— YOUR INSTRUCTIONS —
Extract every line of the records that contains the word "subject".

— RECORD LIST —

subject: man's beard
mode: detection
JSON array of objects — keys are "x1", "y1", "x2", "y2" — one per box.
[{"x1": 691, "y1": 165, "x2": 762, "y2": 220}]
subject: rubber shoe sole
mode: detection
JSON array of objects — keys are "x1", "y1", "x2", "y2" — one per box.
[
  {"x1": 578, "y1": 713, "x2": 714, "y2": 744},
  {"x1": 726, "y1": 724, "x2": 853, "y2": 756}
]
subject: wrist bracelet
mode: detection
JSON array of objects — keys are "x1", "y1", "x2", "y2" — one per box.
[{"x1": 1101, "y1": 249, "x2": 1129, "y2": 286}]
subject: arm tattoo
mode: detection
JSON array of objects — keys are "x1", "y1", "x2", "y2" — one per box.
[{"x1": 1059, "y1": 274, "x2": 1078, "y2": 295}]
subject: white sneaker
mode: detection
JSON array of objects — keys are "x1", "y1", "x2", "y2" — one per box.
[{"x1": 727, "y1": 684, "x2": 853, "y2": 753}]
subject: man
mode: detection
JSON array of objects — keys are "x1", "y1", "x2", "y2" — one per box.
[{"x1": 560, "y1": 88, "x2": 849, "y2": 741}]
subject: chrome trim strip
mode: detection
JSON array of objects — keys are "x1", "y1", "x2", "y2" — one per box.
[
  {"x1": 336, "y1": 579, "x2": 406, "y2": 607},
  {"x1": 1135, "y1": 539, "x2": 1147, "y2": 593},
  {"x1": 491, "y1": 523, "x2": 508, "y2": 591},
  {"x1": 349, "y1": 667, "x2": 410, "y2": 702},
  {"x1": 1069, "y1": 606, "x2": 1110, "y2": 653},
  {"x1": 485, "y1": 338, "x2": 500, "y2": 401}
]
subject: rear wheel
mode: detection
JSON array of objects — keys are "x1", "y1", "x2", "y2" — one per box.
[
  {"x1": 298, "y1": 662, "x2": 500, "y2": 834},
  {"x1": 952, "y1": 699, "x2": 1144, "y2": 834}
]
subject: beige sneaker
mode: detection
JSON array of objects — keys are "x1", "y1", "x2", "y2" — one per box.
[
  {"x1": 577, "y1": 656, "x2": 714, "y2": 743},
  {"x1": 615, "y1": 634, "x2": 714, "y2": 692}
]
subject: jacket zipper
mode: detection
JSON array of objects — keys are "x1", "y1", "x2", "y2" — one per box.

— EXERCISE RESULT —
subject: man's beard
subject: rubber shoe sole
subject: wrist bracelet
subject: arm tattoo
subject: white sneaker
subject: man
subject: chrome trim strip
subject: rear wheel
subject: beige sneaker
subject: jacket zipper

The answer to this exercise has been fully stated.